PROBLEM TO SOLVE → Continue the passage on the company's third-quarter fiscal 2025 financial results, starting after its last sentence.

PROVIDED PASSAGE →
---------------

Gross loss for the third quarter of fiscal 2025 totaled $(5.1) million, compared to a gross loss of $(6.2) million in the comparable prior year quarter. The decrease in gross loss for the third quarter of fiscal 2025 was primarily related to decreased gross loss from generation revenues and product revenues, partially offset by reduced gross margin on Advanced Technologies contract revenues and service agreements revenues during the third quarter of fiscal 2025.

Operating expenses for the third quarter of fiscal 2025 increased to $90.2 million from $27.4 million in the third quarter of fiscal 2024, primarily due to non-cash impairment expenses of $64.5 million and restructuring expenses of $4.1 million recognized in third quarter of fiscal 2025, compared to no such expenses in the third quarter of fiscal 2024.

Administrative and selling expenses decreased to $14.1 million during the third quarter of fiscal 2025 from $14.6 million during the third quarter of fiscal 2024. The decrease in administrative and selling expenses is primarily due to lower compensation expense resulting from the restructuring actions taken in September 2024, November 2024, and June 2025.

Research and development expenses decreased to $7.6 million during the third quarter of fiscal 2025 compared to $12.8 million in the third quarter of fiscal 2024. The decrease in research and development expenses is primarily due to a decrease in spending on the Company’s commercial development efforts related to our solid oxide power generation and electrolysis platforms and carbon separation and carbon recovery solutions compared to the comparable prior year period.

In connection with our June 2025 restructuring plan, the Company evaluated certain asset groups for impairment in the third quarter of fiscal 2025. As a result of this analysis, the Company recorded total non-cash impairment expenses of $64.5 million, consisting of approximately $42.1 million related to property, plant and equipment, approximately $9.0 million related to inventory, approximately $9.3 million related to in-process research and development intangible assets, and approximately $4.1 million related to goodwill.

Net loss was $(91.9) million in the third quarter of fiscal 2025, compared to net loss of $(35.1) million in the third quarter of fiscal 2024.

Net loss attributable to common stockholders was $(92.5) million in the third quarter of fiscal 2025, compared to net loss attributable to common stockholders $(33.5) million in the third quarter of fiscal 2024.

---------------

RAW RECORDS →
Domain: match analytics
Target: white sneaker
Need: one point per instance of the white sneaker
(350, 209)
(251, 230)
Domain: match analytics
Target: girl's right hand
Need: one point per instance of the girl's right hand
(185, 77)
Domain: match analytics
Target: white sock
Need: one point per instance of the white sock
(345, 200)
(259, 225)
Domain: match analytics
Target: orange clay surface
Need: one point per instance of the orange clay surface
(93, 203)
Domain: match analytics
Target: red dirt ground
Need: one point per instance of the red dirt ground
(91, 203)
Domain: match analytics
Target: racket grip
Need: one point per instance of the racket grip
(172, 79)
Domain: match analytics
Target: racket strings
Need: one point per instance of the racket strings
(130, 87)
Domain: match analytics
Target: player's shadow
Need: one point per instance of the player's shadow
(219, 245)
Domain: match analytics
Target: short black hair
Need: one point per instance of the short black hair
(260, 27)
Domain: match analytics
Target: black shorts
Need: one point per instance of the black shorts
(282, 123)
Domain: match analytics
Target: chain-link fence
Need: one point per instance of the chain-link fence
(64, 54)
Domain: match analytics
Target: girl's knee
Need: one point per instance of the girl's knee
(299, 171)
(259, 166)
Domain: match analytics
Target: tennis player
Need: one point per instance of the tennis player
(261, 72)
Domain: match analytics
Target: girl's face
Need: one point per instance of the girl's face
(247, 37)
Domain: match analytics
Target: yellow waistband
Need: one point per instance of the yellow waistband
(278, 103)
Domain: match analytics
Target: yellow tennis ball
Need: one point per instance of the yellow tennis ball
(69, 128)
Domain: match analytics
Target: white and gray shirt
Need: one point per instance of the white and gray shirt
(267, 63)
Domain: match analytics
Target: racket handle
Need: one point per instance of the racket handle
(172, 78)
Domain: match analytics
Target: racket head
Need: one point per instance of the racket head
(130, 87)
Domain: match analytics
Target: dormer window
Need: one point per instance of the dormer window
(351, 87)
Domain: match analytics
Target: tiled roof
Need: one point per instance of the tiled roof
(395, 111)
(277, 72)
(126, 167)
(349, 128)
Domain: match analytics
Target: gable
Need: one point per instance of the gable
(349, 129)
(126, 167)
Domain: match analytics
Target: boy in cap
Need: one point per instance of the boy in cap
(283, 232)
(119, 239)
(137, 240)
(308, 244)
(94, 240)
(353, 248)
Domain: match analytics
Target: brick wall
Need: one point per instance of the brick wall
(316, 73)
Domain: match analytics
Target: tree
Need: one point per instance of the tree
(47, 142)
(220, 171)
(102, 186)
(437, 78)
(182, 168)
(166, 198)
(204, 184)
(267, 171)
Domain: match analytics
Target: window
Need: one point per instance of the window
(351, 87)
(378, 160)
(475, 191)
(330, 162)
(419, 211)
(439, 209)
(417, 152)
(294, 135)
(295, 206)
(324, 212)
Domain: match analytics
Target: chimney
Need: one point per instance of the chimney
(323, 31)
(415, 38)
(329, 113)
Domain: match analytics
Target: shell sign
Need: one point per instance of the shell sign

---------------

SOLVED PROBLEM →
Adjusted EBITDA totaled $(16.4) million in the third quarter of fiscal 2025, compared to Adjusted EBITDA of $(20.1) million in the third quarter of fiscal 2024. Adjusted net loss attributable to common stockholders totaled $(23.2) million in the third quarter of fiscal 2025, compared to Adjusted net loss attributable to common stockholders of $(29.2) million in the third quarter of fiscal 2024. Please see the discussion of non-GAAP financial measures, including Adjusted EBITDA and Adjusted net loss attributable to common stockholders, in the appendix at the end of this release. We believe that this improvement in Adjusted EBITDA and Adjusted net loss attributable to common stockholders reflects the early benefits of our cost-saving actions and our sharper focus on our core carbonate platform under our restructuring plan.

The net loss per share attributable to common stockholders in the third quarter of fiscal 2025 was $(3.78), compared to $(1.99) in the third quarter of fiscal 2024. The increase in net loss per share attributable to common stockholders is primarily due to the non-cash impairment expenses and restructuring expenses recognized during the third quarter of fiscal 2025, partially offset by the benefit of the higher number of weighted average shares outstanding due to share issuances since July 31, 2024. Non-cash impairment expenses and restructuring expenses negatively impacted net loss per share attributable to common stockholders by $(2.80) for the third quarter of fiscal 2025 and, excluding these expenses and other non-cash expenses, Adjusted net loss per share attributable to common stockholders in the third quarter of fiscal 2025 was $(0.95). Please see the discussion of non-GAAP financial measures, including Adjusted net loss per share attributable to common stockholders, in the appendix at the end of this release.

Cash, Restricted Cash and Short-Term Investments

Cash and cash equivalents, restricted cash and cash equivalents, and short-term investments totaled $236.9 million as of July 31, 2025, compared to $318.0 million as of October 31, 2024. Of the $236.9 million as of July 31, 2025, unrestricted cash and cash equivalents totaled $174.7 million and restricted cash and cash equivalents totaled $62.2 million. Of the $318.0 million total as of October 31, 2024, unrestricted cash and cash equivalents totaled $148.1 million, short-term investments totaled $109.1 million and restricted cash and cash equivalents totaled $60.8 million. Short-term investments represented the amortized cost of U.S. Treasury Securities outstanding and held by the Company as of October 31, 2024.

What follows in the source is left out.